TASK DESCRIPTION => Copy the lines below word for word, starting at the line that contains "Please place a point on the wooden post" and continuing through the last line.

EXERCISE INPUT =>
"""

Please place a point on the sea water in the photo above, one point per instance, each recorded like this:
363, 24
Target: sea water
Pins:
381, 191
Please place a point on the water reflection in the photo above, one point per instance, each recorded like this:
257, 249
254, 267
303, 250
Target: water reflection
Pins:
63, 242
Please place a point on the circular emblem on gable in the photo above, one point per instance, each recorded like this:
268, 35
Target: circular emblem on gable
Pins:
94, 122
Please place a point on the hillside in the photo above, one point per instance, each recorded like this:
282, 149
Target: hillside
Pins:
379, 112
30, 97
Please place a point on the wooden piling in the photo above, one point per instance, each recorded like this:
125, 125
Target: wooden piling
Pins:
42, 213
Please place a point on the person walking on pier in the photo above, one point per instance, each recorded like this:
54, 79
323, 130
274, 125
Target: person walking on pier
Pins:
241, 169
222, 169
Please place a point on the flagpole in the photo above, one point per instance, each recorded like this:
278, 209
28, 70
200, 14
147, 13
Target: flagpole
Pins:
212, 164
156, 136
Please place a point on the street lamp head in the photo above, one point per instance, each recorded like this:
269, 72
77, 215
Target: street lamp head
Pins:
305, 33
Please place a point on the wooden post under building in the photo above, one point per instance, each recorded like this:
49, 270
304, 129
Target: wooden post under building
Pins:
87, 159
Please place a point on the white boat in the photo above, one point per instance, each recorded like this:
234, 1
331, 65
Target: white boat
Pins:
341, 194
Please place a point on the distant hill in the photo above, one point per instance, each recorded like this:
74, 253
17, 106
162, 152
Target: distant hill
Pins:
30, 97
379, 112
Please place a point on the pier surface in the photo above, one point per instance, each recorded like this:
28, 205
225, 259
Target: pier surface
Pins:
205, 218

"""

SOLVED PROBLEM =>
Please place a point on the wooden post under building in the photo above, one point per instance, each recorded like this:
49, 270
304, 129
Target: wooden post under building
Pins:
87, 159
Please place a point on the white boat in the photo above, one point per instance, each recorded like this:
234, 1
331, 65
Target: white boat
Pins:
341, 194
Please place a point on the distant hill in the photo above, one point per instance, each recorded like this:
74, 253
17, 106
162, 152
Target: distant hill
Pins:
30, 97
379, 112
Please place a point on the pier surface in the photo above, one point per instance, each recorded like this:
28, 205
225, 259
Target: pier surface
Pins:
205, 218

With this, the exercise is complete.